Requirement A: Copy out the records below with "white sock" swapped for "black sock", changing nothing else.

Document text:
******

- Created by: Franklin Heller
- Written by: Charles MacArthur (play) Ben Hecht (play) Alvin Saplinsley
- Starring: John Daly Mark Roberts Richard Boone Curt Conway Janet Shaw
- Country of origin: United States
- No. of seasons: 1
- No. of episodes: 18

Production
- Running time: 30 minutes

Original release
- Network: CBS Television
- Release: September 29, 1949 – January 26, 1950

= The Front Page (TV series) =

American newspaper drama TV series (1949–1950)

The Front Page is an American newspaper drama television series, broadcast on CBS beginning September 29, 1949, and ending on January 26, 1950. The stars were John Daly and Mark Roberts, with Richard Boone, Curt Conway and Janet Shaw. The live 30-minute show, based on the 1928 play The Front Page by Charles MacArthur and Ben Hecht, aired Thursdays at 8pm ET.

******

Available data:
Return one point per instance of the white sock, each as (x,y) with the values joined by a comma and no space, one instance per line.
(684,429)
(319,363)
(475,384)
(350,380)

******

Requirement B: Reproduce the entire article on The Front Page TV series above, word for word.

Correct output A:
Return one point per instance of the black sock, each as (x,y) with the values joined by a comma and no space, one instance per line.
(684,429)
(319,363)
(475,384)
(350,380)

Correct output B:
- Created by: Franklin Heller
- Written by: Charles MacArthur (play) Ben Hecht (play) Alvin Saplinsley
- Starring: John Daly Mark Roberts Richard Boone Curt Conway Janet Shaw
- Country of origin: United States
- No. of seasons: 1
- No. of episodes: 18

Production
- Running time: 30 minutes

Original release
- Network: CBS Television
- Release: September 29, 1949 – January 26, 1950

= The Front Page (TV series) =

American newspaper drama TV series (1949–1950)

The Front Page is an American newspaper drama television series, broadcast on CBS beginning September 29, 1949, and ending on January 26, 1950. The stars were John Daly and Mark Roberts, with Richard Boone, Curt Conway and Janet Shaw. The live 30-minute show, based on the 1928 play The Front Page by Charles MacArthur and Ben Hecht, aired Thursdays at 8pm ET.